## WORK TO BE COMPLETED
Go through the data and copy each line that holds "grey".

## Collected data
+ + + +
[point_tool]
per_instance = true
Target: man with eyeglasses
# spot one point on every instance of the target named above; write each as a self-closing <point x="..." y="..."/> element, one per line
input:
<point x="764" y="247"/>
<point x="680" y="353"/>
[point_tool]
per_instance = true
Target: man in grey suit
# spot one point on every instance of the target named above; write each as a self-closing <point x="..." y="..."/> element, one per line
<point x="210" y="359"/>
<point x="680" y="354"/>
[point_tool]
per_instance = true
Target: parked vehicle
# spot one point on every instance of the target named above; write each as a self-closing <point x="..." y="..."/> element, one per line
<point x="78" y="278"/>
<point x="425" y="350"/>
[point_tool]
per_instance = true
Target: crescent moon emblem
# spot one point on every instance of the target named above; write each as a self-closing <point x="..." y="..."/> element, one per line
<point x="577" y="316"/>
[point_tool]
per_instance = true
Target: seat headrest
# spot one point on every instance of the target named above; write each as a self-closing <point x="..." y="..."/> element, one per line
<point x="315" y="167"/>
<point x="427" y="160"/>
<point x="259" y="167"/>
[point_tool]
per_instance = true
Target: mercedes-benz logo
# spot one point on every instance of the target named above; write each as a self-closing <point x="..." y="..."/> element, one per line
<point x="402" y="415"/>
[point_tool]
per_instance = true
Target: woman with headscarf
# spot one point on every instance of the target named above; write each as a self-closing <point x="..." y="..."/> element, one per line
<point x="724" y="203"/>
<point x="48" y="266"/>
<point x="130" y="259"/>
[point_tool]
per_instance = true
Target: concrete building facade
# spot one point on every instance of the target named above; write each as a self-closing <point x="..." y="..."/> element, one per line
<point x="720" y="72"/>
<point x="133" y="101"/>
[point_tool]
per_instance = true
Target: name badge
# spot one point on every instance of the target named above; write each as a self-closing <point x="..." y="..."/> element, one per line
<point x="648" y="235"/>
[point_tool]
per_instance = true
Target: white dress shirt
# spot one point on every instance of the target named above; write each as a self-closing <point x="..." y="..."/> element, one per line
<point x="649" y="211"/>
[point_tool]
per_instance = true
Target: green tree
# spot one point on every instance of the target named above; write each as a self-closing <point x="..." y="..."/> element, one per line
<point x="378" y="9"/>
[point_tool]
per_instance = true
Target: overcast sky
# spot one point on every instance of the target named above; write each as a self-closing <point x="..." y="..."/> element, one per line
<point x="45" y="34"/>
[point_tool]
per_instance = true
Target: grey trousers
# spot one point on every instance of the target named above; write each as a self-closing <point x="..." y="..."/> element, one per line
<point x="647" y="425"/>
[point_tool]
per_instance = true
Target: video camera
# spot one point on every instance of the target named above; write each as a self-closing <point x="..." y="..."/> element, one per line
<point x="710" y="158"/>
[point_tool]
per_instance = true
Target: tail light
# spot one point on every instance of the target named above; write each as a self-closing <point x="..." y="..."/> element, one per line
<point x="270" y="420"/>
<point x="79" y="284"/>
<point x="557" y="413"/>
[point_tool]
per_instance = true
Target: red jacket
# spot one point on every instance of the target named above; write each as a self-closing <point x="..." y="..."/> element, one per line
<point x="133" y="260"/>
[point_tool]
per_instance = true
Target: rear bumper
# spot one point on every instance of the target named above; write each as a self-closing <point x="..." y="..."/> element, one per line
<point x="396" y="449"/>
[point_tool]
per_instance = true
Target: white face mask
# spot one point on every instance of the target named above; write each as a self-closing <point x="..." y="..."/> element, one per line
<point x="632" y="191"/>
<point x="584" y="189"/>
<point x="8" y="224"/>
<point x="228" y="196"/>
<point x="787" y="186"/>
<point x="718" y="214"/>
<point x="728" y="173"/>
+ + + +
## TASK ANSWER
Target: man in grey suit
Target: grey trousers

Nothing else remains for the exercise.